- [WRITTEN REQUEST]:
Can you copy, word for word, the part of the solver troubleshooting post below that begins at the words "I thought maybe" and stops after "is the same."?

I added a SolverEventListener to the Solver, and it is only called once at the very end of the solving.
I thought maybe there was a problem with cloning of the Solution, so I created my own SolutionCloner. It is called once at the beginning, and twice at the end. Since it is called so infrequently, I suspect the solver uses the first Solution clone as the best score, tries to copy the values from the current Solution iteration to the best Solution, but given that the SolverEventListener is only called once, that may indicate that it is not recognizing the best solution.
I tried simplifying to a HardSoftScore by combining Hard and Medium values, but the behavior is the same.
I tried calling solverConfig.setEnvironmentMode(EnvironmentMode.NON_INTRUSIVE_FULL_ASSERT); (yes, I'm programatically creating the SolverConfig, but the behavior does not change.
Relevant Code Snippets
Subset of the CrewAssignment #PlanningEntity:
#PlanningEntity
public final class CrewAssignment
{
private Long crewMemberId;
#PlanningVariable(valueRangeProviderRefs = {"crewMemberId"})
public Long getCrewMemberId() { return crewMemberId; }
public void setCrewMemberId(Long value) { crewMemberId = value; }
#Override
protected CrewAssignment clone()
{
CrewAssignment newAssignment = new CrewAssignment(getActivities());
newAssignment.setCrewMemberId(crewMemberId);
return newAssignment;
}
}
Subset of the Solution:
#PlanningSolution(solutionCloner = CrewSchedSolutionCloner.class)
public final class CrewSchedSolution
{
private final List<Long> crewMemberIds;
#ValueRangeProvider(id="crewMemberId")
#ProblemFactCollectionProperty
public List<Long> getCrewMemberIds() { return crewMemberIds; }
// assignments
private List<CrewAssignment> crewAssignments = new ArrayList<>();
#PlanningEntityCollectionProperty
public List<CrewAssignment> getCrewAssignments() { return crewAssignments; }
HardSoftScore score;
#PlanningScore
public HardSoftScore getScore() { return score; }
public void setScore(HardSoftScore value) { score = value; }
public CrewSchedSolution cloneSolution()
{
List<CrewAssignment> newCrewAssignments = new ArrayList<>(crewAssignments);
for (int i = 0; i < newCrewAssignments.size(); i++)

- [DATA]:
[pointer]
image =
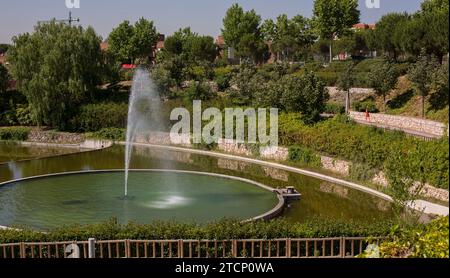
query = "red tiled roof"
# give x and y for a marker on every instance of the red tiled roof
(363, 26)
(159, 45)
(220, 41)
(128, 66)
(104, 46)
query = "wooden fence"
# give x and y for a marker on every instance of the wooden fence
(248, 248)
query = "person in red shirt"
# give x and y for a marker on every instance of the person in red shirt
(367, 115)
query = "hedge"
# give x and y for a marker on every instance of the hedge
(115, 134)
(304, 156)
(14, 133)
(375, 147)
(94, 117)
(220, 230)
(424, 241)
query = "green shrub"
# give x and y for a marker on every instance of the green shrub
(24, 115)
(330, 78)
(334, 108)
(377, 148)
(362, 106)
(14, 133)
(420, 241)
(199, 91)
(94, 117)
(115, 134)
(304, 156)
(362, 172)
(221, 230)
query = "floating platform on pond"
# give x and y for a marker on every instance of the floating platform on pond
(289, 193)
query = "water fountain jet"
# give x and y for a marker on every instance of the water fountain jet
(144, 116)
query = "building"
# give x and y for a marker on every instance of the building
(363, 26)
(3, 59)
(153, 50)
(363, 54)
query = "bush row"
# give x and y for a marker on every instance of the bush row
(220, 230)
(94, 117)
(304, 156)
(115, 134)
(430, 241)
(14, 133)
(374, 147)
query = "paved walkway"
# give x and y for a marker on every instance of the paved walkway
(427, 136)
(421, 205)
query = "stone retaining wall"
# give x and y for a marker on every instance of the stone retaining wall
(42, 136)
(334, 165)
(404, 123)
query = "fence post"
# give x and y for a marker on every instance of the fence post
(22, 250)
(342, 247)
(127, 249)
(234, 248)
(288, 248)
(91, 248)
(180, 249)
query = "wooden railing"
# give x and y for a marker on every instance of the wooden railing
(243, 248)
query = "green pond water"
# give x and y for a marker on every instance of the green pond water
(95, 197)
(10, 151)
(79, 200)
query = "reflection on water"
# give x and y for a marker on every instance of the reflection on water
(169, 202)
(50, 202)
(319, 199)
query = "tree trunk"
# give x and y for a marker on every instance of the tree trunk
(331, 52)
(423, 106)
(347, 102)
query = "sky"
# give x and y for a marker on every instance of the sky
(203, 16)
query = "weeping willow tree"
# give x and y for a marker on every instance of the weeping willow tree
(55, 67)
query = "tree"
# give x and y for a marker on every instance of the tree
(289, 37)
(241, 87)
(193, 47)
(421, 74)
(129, 43)
(333, 18)
(432, 29)
(354, 43)
(390, 34)
(4, 48)
(345, 83)
(55, 67)
(306, 94)
(383, 78)
(4, 79)
(241, 31)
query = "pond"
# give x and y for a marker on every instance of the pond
(10, 151)
(319, 199)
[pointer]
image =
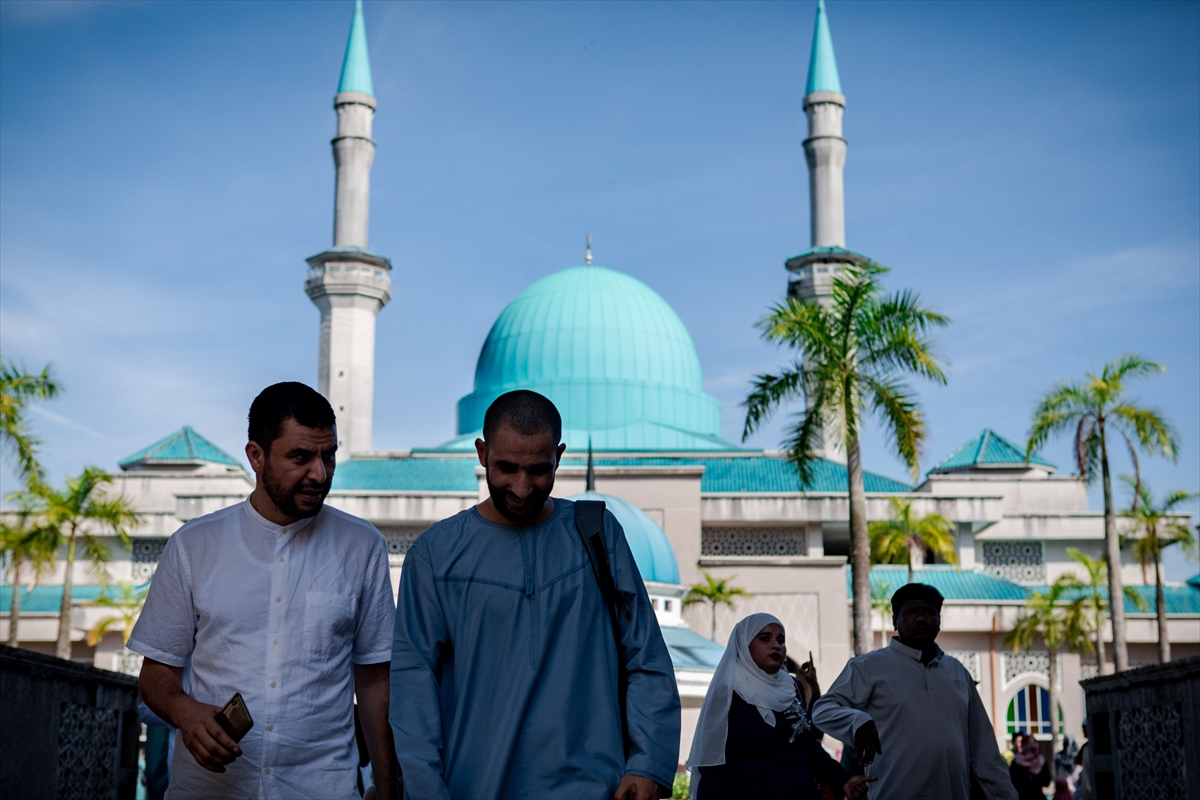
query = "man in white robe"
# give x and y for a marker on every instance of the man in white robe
(913, 715)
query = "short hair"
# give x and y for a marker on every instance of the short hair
(287, 401)
(916, 591)
(525, 411)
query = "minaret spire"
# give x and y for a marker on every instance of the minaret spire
(349, 283)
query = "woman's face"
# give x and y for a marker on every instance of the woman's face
(768, 649)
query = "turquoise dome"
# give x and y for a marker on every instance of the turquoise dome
(610, 353)
(652, 549)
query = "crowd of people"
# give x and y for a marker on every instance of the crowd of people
(522, 657)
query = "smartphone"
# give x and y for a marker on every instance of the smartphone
(234, 717)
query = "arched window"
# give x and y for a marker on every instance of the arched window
(1029, 711)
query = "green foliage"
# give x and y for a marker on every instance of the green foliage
(850, 354)
(894, 540)
(1098, 403)
(18, 388)
(714, 591)
(681, 787)
(129, 605)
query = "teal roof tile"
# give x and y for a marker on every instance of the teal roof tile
(989, 449)
(952, 582)
(406, 475)
(750, 474)
(357, 64)
(689, 650)
(47, 599)
(184, 446)
(822, 65)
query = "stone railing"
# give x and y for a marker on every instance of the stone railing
(71, 731)
(1145, 732)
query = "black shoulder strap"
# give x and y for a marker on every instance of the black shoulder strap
(589, 524)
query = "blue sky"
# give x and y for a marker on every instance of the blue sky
(1031, 169)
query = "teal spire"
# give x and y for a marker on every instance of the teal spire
(357, 65)
(822, 66)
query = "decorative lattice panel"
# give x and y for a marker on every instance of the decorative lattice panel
(145, 552)
(754, 541)
(88, 749)
(400, 539)
(969, 660)
(1020, 561)
(799, 613)
(1151, 753)
(126, 662)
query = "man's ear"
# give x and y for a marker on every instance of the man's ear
(257, 456)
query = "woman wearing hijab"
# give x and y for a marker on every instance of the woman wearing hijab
(755, 739)
(1029, 770)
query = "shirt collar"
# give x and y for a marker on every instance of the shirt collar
(913, 653)
(282, 530)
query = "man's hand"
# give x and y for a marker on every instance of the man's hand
(209, 744)
(856, 787)
(867, 744)
(636, 787)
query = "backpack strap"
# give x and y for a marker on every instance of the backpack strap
(589, 524)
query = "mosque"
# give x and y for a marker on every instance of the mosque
(623, 370)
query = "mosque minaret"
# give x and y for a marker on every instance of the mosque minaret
(347, 282)
(810, 274)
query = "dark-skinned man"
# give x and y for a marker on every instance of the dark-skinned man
(913, 715)
(504, 667)
(287, 602)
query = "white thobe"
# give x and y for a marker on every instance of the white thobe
(280, 614)
(933, 727)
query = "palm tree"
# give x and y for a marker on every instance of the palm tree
(1158, 531)
(17, 389)
(1060, 623)
(1096, 599)
(905, 537)
(25, 542)
(852, 349)
(129, 605)
(1091, 407)
(714, 591)
(78, 511)
(881, 602)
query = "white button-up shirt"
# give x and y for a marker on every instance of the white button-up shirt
(280, 614)
(933, 727)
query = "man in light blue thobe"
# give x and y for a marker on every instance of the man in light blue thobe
(504, 662)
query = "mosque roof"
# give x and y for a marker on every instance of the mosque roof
(612, 355)
(184, 446)
(989, 450)
(690, 650)
(357, 65)
(822, 65)
(651, 547)
(729, 474)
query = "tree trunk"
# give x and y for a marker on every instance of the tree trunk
(1113, 555)
(1164, 641)
(859, 551)
(15, 614)
(63, 649)
(1054, 699)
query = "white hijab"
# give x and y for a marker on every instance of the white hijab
(737, 673)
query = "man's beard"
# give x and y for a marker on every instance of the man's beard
(285, 497)
(501, 500)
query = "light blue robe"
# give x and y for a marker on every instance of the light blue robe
(504, 666)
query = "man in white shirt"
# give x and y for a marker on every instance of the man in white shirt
(913, 715)
(286, 601)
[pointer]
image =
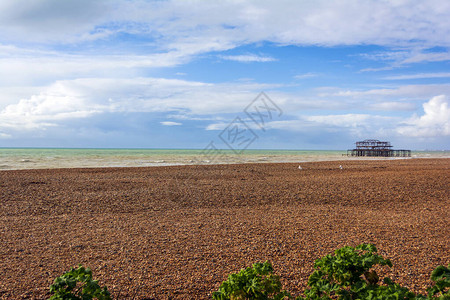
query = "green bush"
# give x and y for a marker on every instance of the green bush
(256, 282)
(77, 284)
(346, 275)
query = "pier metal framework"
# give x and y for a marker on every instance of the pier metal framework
(377, 148)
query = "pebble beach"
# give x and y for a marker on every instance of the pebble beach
(176, 232)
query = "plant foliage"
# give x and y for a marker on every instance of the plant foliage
(256, 282)
(346, 275)
(77, 284)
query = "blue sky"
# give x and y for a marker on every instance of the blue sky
(175, 74)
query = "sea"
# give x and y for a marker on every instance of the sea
(50, 158)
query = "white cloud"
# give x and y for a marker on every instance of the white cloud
(306, 75)
(248, 58)
(170, 123)
(412, 91)
(418, 76)
(204, 26)
(4, 135)
(83, 98)
(433, 123)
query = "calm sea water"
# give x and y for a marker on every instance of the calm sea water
(43, 158)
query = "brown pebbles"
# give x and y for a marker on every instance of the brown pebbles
(177, 232)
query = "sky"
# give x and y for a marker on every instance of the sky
(238, 74)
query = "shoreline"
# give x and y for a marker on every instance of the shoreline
(178, 231)
(163, 164)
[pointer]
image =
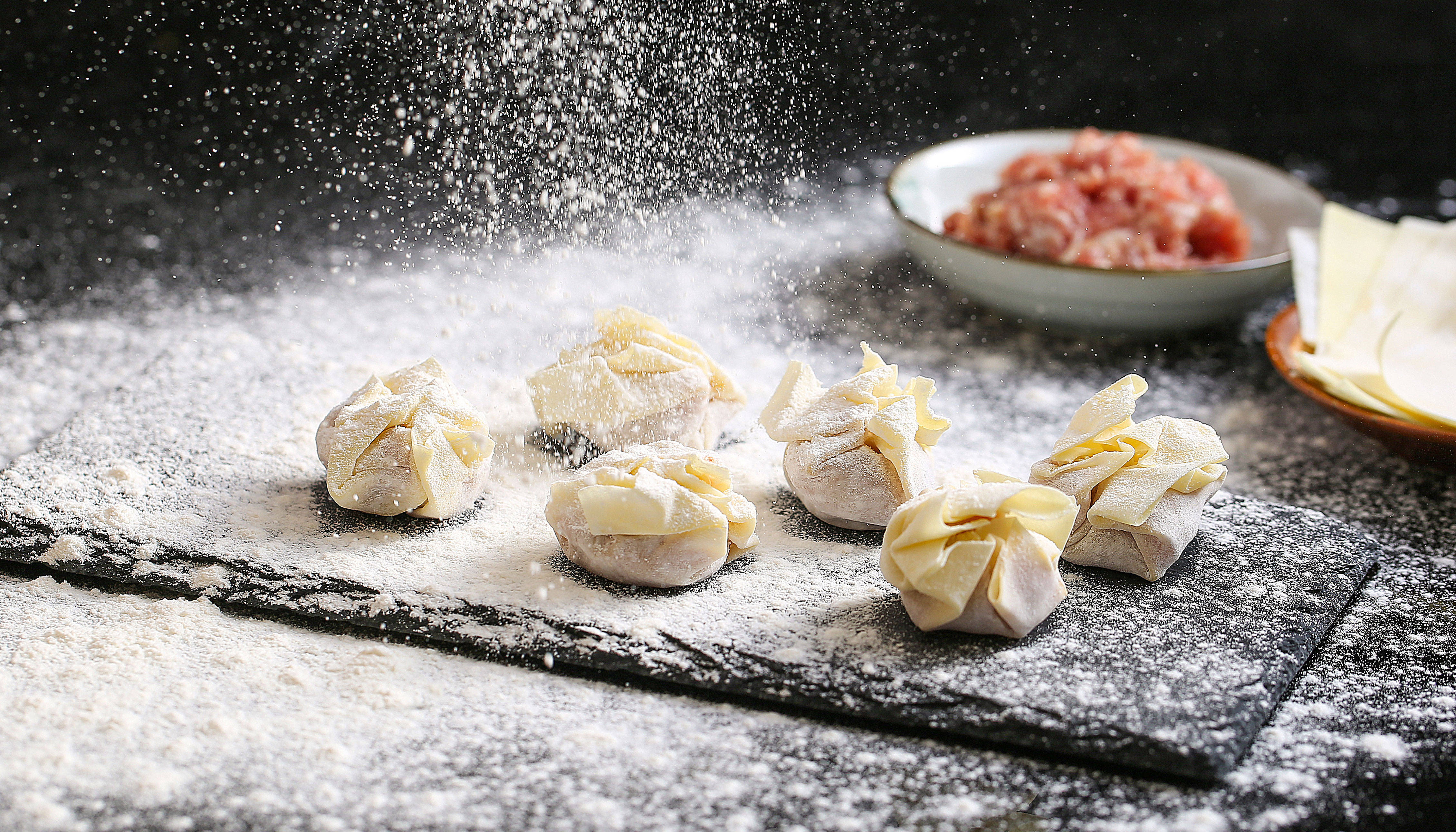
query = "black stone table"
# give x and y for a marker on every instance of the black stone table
(1378, 693)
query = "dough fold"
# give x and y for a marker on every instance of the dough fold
(637, 384)
(653, 515)
(1141, 487)
(407, 443)
(858, 450)
(981, 556)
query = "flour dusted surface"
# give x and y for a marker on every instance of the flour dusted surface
(1312, 755)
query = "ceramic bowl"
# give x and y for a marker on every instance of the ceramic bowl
(1416, 442)
(934, 183)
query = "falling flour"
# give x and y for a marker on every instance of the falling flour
(159, 713)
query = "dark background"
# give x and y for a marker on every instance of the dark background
(153, 143)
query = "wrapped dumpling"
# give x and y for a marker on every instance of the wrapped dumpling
(653, 515)
(408, 442)
(634, 385)
(858, 450)
(981, 557)
(1141, 487)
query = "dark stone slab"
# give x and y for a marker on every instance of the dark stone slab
(1174, 677)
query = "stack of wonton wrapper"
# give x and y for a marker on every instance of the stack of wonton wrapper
(1378, 306)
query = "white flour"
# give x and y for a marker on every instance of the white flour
(164, 713)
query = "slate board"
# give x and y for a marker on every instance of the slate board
(1174, 677)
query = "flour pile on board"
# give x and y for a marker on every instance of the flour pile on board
(183, 696)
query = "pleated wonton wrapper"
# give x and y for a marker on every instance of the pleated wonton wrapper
(637, 384)
(408, 442)
(981, 557)
(1141, 487)
(857, 450)
(653, 515)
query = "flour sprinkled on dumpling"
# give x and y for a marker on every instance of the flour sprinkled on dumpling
(654, 515)
(407, 443)
(1141, 487)
(858, 450)
(981, 556)
(637, 384)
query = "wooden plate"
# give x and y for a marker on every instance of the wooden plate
(1419, 443)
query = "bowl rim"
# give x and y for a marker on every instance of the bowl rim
(1116, 272)
(1282, 347)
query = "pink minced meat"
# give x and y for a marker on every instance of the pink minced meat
(1108, 203)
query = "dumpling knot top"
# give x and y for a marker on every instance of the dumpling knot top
(653, 515)
(1139, 487)
(857, 450)
(637, 384)
(981, 557)
(408, 442)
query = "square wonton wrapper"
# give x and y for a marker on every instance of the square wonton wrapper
(858, 450)
(637, 384)
(1141, 487)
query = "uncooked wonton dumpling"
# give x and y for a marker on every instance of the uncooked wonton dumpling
(1141, 487)
(637, 384)
(981, 557)
(653, 515)
(408, 442)
(857, 450)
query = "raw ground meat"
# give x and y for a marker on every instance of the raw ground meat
(1108, 203)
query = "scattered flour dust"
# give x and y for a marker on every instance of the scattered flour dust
(168, 711)
(127, 711)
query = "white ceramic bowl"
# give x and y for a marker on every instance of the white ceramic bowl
(934, 183)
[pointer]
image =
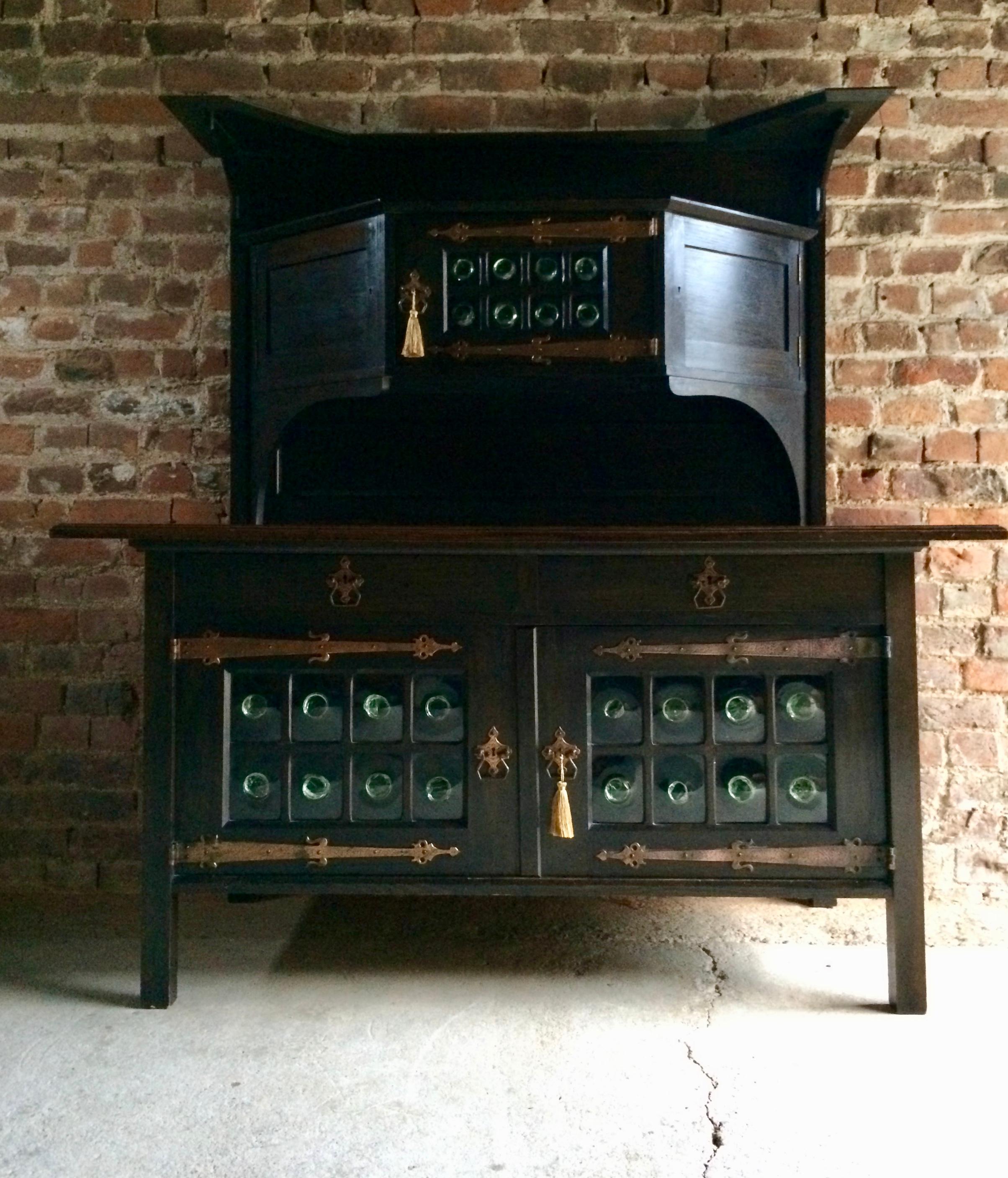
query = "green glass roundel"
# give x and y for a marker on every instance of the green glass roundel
(376, 707)
(676, 710)
(315, 706)
(741, 788)
(618, 791)
(506, 315)
(801, 705)
(438, 707)
(587, 314)
(546, 315)
(678, 792)
(464, 315)
(379, 787)
(254, 707)
(505, 269)
(548, 269)
(586, 269)
(256, 785)
(315, 787)
(740, 710)
(803, 790)
(438, 790)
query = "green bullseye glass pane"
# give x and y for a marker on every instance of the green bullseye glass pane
(438, 790)
(506, 315)
(548, 269)
(376, 707)
(464, 315)
(740, 710)
(315, 706)
(505, 269)
(256, 785)
(315, 787)
(254, 707)
(587, 314)
(586, 269)
(802, 787)
(742, 790)
(379, 787)
(546, 315)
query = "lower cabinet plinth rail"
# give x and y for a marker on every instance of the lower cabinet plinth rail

- [EXERCISE ANSWER]:
I thought maybe there was a problem with cloning of the Solution, so I created my own SolutionCloner. It is called once at the beginning, and twice at the end. Since it is called so infrequently, I suspect the solver uses the first Solution clone as the best score, tries to copy the values from the current Solution iteration to the best Solution, but given that the SolverEventListener is only called once, that may indicate that it is not recognizing the best solution.
I tried simplifying to a HardSoftScore by combining Hard and Medium values, but the behavior is the same.